Extract each line of the data and write it out again exactly.

» Records to process
▬▬▬
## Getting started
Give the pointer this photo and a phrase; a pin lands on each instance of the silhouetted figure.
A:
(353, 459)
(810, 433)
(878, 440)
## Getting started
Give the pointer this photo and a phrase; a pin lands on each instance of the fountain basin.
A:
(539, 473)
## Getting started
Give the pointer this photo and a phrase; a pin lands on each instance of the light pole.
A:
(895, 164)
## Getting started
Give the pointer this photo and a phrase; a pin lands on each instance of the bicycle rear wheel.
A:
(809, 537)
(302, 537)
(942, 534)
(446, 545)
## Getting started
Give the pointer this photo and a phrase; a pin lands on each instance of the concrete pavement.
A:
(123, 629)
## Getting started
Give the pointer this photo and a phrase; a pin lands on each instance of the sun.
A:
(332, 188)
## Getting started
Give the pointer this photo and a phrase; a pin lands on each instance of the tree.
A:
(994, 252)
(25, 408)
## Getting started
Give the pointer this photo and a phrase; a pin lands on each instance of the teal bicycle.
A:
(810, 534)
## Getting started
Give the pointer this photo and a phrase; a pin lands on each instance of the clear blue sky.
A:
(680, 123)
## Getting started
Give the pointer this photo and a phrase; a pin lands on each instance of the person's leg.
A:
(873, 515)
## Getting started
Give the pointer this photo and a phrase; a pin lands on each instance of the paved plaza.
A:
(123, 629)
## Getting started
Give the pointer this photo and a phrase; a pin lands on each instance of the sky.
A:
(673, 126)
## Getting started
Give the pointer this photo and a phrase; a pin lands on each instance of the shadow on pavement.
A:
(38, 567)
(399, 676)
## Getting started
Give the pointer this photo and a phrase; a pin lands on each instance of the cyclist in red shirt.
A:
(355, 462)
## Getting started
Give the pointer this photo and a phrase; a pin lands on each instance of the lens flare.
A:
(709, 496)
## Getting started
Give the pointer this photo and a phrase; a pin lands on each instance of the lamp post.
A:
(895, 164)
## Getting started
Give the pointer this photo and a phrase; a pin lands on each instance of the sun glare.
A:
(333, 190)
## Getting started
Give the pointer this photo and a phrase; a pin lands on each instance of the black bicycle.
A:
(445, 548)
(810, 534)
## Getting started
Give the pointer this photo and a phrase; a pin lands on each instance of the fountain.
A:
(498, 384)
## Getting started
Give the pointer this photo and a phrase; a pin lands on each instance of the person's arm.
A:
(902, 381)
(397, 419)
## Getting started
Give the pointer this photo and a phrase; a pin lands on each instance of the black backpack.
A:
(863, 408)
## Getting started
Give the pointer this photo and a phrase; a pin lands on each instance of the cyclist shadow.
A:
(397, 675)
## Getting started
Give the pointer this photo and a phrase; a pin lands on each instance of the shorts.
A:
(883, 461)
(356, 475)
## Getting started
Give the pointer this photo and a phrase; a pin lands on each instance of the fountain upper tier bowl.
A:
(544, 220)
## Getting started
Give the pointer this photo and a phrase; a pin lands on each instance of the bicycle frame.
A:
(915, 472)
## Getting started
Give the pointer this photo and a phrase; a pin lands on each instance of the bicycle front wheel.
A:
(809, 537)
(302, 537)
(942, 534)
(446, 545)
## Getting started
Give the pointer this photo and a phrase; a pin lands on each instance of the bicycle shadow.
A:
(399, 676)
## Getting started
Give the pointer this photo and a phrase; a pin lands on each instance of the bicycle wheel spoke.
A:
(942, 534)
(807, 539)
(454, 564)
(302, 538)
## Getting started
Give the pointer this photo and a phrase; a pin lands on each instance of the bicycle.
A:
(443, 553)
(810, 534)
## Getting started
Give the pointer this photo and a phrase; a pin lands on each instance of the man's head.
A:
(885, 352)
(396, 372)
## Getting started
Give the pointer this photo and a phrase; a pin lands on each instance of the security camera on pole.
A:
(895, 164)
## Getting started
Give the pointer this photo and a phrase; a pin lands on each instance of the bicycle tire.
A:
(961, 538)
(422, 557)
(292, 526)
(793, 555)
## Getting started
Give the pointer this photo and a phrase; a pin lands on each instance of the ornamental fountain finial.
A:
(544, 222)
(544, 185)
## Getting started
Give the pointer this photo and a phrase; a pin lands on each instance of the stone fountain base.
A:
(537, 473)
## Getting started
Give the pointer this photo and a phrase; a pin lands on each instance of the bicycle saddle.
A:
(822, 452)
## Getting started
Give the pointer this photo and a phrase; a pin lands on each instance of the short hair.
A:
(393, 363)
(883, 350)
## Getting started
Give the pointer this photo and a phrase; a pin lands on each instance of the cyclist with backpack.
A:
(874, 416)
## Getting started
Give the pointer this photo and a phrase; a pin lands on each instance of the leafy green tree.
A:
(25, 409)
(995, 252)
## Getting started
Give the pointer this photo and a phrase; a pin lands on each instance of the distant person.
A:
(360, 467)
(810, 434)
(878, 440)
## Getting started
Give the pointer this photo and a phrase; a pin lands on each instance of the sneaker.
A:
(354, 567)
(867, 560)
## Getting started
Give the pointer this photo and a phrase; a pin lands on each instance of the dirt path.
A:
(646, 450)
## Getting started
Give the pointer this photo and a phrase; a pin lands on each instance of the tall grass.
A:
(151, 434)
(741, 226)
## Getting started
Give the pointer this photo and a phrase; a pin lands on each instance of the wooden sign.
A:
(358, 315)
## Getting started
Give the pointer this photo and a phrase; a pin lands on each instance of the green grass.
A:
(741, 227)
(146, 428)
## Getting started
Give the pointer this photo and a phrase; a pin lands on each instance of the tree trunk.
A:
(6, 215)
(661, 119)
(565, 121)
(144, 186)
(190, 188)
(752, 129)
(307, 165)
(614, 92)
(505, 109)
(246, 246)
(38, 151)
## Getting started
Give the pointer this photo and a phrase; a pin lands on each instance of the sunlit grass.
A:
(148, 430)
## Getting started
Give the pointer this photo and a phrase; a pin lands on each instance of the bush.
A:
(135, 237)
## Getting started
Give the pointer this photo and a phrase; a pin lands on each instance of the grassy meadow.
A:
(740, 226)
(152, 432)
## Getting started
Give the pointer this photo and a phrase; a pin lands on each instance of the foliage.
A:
▬▬▬
» Response to the exercise
## Getting started
Give the pointer this photo and a phrase; a pin lands on each instance of the silhouetted figure.
A:
(353, 459)
(810, 433)
(878, 440)
## Getting started
Give the pointer this photo and a phrase; a pin lands on each instance of the fountain basin.
A:
(539, 473)
## Getting started
Give the pointer this photo and a phrase; a pin lands on each instance of the light pole.
A:
(895, 164)
## Getting started
Give the pointer this photo and a phrase; a pin lands on each instance of the bicycle rear wheel.
A:
(809, 537)
(302, 537)
(942, 534)
(446, 545)
## Getting started
Give the pointer this photo and a phrase; a pin lands on each instance of the concrete pavement.
A:
(123, 629)
## Getting started
Give the pointer this photo and a phrase; a pin lands on each instance of the sun.
A:
(332, 188)
## Getting started
Give the pointer this photo and a phrase; a pin lands on each instance of the tree.
A:
(994, 252)
(25, 408)
## Getting started
Give the pointer this photo and a phrase; a pin lands on each instance of the teal bicycle.
A:
(810, 534)
## Getting started
Give the pointer this photo and a phrase; a pin lands on each instance of the clear blue sky.
A:
(680, 123)
## Getting started
Give the pointer this photo and a phrase; a pin lands on each instance of the person's leg.
A:
(873, 515)
## Getting started
Give the pointer this photo and a phrase; a pin lands on each instance of the paved plaza.
A:
(123, 629)
## Getting started
Give the pointer this photo and a phrase; a pin lands on each instance of the sky.
A:
(673, 126)
## Getting started
Give the pointer this photo and a phrase; a pin lands on each instance of the shadow on pavement.
A:
(38, 567)
(399, 676)
## Getting started
Give the pointer this photo and a phrase; a pin lands on each instance of the cyclist in red shirt.
A:
(355, 462)
## Getting started
Give the pointer this photo and a phrase; a pin lands on each instance of the lens flare.
A:
(709, 496)
## Getting started
Give the pointer this photo and a phrase; a pin lands on each instance of the lamp post.
A:
(895, 164)
## Getting started
Give the pointer this photo and a phrase; a pin lands on each instance of the sun glare.
A:
(333, 190)
## Getting started
Give the pointer this photo and a phrase; a pin lands on each instance of the black bicycle.
A:
(445, 548)
(810, 534)
## Getting started
Give the pointer this photo and a phrase; a pin lands on each instance of the fountain.
A:
(498, 384)
## Getting started
Give the pointer this photo and a phrase; a pin lands on each instance of the person's arm.
A:
(902, 381)
(397, 419)
## Getting started
Give the pointer this photo and a phrase; a pin lands on each instance of the black backpack.
A:
(863, 408)
## Getting started
Give the pointer this photo and a phrase; a pin lands on each instance of the cyclist shadow.
A:
(397, 675)
## Getting started
Give the pointer this photo and a phrase; a pin lands on each instance of the shorts.
A:
(883, 461)
(356, 475)
## Getting started
Give the pointer this photo and a phrase; a pin lands on each instance of the fountain upper tier bowl.
A:
(544, 220)
## Getting started
Give the pointer this photo and a phrase; a pin lands on each instance of the bicycle frame.
A:
(915, 472)
## Getting started
Give the pointer this photo and a phrase; a pin lands on each instance of the bicycle front wheel.
A:
(809, 537)
(302, 537)
(942, 534)
(446, 545)
## Getting started
Give the pointer this photo and a phrase; a pin lands on each instance of the bicycle shadow.
A:
(399, 676)
## Getting started
Give the pointer this photo and a phrase; a pin lands on each instance of the bicycle wheel spoke.
A:
(942, 534)
(807, 539)
(454, 564)
(302, 538)
## Getting started
Give the pointer this photo and a phrase; a pin lands on each instance of the bicycle.
A:
(443, 553)
(810, 534)
## Getting started
Give the pointer this photo and a phrase; a pin lands on each instance of the man's head.
A:
(885, 352)
(396, 372)
## Getting started
Give the pointer this photo and a phrase; a pin lands on each instance of the security camera on pole.
A:
(895, 164)
## Getting started
Give the pointer this photo and a phrase; a pin lands on each instance of the bicycle tire.
A:
(961, 538)
(422, 557)
(292, 526)
(793, 555)
## Getting started
Give the pointer this photo and a phrase; a pin lands on each instance of the ornamental fountain finial.
A:
(544, 222)
(544, 185)
## Getting started
Give the pointer this photo and a phrase; a pin lands on each instance of the stone fountain base.
A:
(537, 473)
## Getting started
Give the pointer this photo and a phrase; a pin lands on each instance of the bicycle saddle.
A:
(822, 452)
## Getting started
Give the pointer this photo and a phrase; a pin lands on each instance of the short hair.
A:
(393, 363)
(883, 350)
## Getting started
Give the pointer this photo and a phrase; a pin lands on each instance of the cyclist with backpack.
A:
(874, 416)
## Getting started
Give the pointer this photo and a phrase; a pin lands on each instance of the leafy green tree.
A:
(25, 409)
(995, 252)
## Getting started
Give the pointer this photo and a phrase; a pin lands on each instance of the distant person.
A:
(360, 467)
(810, 434)
(878, 440)
## Getting started
Give the pointer this photo and a phrase; a pin lands on each instance of the sneaker.
A:
(354, 567)
(867, 560)
## Getting started
Give the pointer this photo and a phrase; a pin lands on each instance of the dirt path.
A:
(646, 450)
## Getting started
Give the pointer this photo and a phrase; a pin lands on each instance of the tall grass.
A:
(151, 434)
(741, 226)
## Getting started
Give the pointer this photo and a phrase; a pin lands on each instance of the wooden sign.
A:
(358, 315)
## Getting started
Give the pointer this photo and a phrase; a pin lands on each instance of the green grass.
A:
(741, 227)
(146, 428)
## Getting started
Give the pointer this photo and a phrase; a pin lands on each instance of the tree trunk.
A:
(6, 215)
(661, 119)
(565, 121)
(144, 186)
(190, 188)
(752, 129)
(307, 165)
(614, 92)
(505, 109)
(246, 246)
(38, 151)
## Getting started
Give the pointer this photo and a phrase; a pin lands on each instance of the sunlit grass.
A:
(148, 430)
## Getting started
Give the pointer this photo and a phrase; a pin lands on each instance of the bush.
A:
(135, 237)
## Getting started
Give the pointer this photo and a phrase; a pin lands on each instance of the grassy meadow.
A:
(740, 226)
(152, 432)
## Getting started
Give the pointer this photo and a phrase; a pin lands on each instance of the foliage.
A:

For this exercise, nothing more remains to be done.